Materials provided »
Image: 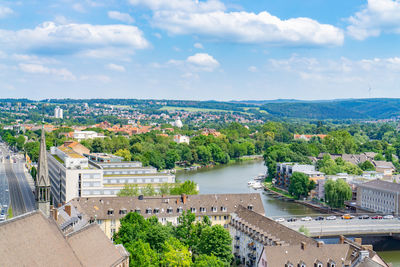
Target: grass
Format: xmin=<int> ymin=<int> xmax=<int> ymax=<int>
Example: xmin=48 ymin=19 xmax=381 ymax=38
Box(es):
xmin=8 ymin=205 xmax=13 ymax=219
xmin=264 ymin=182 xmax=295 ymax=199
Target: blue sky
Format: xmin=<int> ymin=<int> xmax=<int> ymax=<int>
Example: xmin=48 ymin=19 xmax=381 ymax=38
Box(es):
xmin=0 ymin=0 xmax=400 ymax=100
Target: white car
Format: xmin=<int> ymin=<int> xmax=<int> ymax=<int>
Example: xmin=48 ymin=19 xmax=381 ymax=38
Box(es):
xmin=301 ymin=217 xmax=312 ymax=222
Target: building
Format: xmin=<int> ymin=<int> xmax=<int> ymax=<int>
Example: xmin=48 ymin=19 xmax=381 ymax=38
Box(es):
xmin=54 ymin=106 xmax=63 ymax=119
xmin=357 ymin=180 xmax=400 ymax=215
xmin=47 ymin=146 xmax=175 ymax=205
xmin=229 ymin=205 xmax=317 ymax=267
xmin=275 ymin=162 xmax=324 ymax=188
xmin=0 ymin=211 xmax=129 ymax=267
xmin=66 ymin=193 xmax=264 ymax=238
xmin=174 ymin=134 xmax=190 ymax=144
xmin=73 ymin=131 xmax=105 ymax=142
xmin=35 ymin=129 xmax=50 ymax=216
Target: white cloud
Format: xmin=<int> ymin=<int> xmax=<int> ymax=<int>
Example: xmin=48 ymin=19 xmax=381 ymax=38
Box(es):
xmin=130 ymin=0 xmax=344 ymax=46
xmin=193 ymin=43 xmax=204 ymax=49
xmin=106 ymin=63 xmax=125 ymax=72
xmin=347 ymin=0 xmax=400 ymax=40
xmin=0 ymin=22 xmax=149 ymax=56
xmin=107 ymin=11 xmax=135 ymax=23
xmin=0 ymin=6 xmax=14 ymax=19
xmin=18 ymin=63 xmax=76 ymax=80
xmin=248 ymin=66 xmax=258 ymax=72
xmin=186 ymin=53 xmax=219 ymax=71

* * *

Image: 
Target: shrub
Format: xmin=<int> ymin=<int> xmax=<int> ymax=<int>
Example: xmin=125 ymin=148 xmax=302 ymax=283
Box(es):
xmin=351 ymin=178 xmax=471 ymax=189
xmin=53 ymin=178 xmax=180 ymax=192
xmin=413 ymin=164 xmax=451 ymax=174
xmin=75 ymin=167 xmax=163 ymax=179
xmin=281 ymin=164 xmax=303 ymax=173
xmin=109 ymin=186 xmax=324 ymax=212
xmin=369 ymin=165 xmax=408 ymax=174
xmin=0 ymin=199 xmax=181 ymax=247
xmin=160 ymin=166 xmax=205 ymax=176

Objective » Extract the lines above from the line with "Target: white cloud" to the line with "xmin=186 ymin=53 xmax=219 ymax=71", and reproduce them unchanged with both of those lines included.

Task result »
Target: white cloud
Format: xmin=<int> ymin=<int> xmax=<int> ymax=<int>
Example: xmin=48 ymin=19 xmax=381 ymax=38
Box(es):
xmin=130 ymin=0 xmax=344 ymax=46
xmin=193 ymin=43 xmax=204 ymax=49
xmin=106 ymin=63 xmax=125 ymax=72
xmin=347 ymin=0 xmax=400 ymax=40
xmin=0 ymin=22 xmax=149 ymax=56
xmin=107 ymin=11 xmax=135 ymax=23
xmin=0 ymin=6 xmax=14 ymax=19
xmin=18 ymin=63 xmax=76 ymax=80
xmin=248 ymin=66 xmax=258 ymax=72
xmin=186 ymin=53 xmax=219 ymax=71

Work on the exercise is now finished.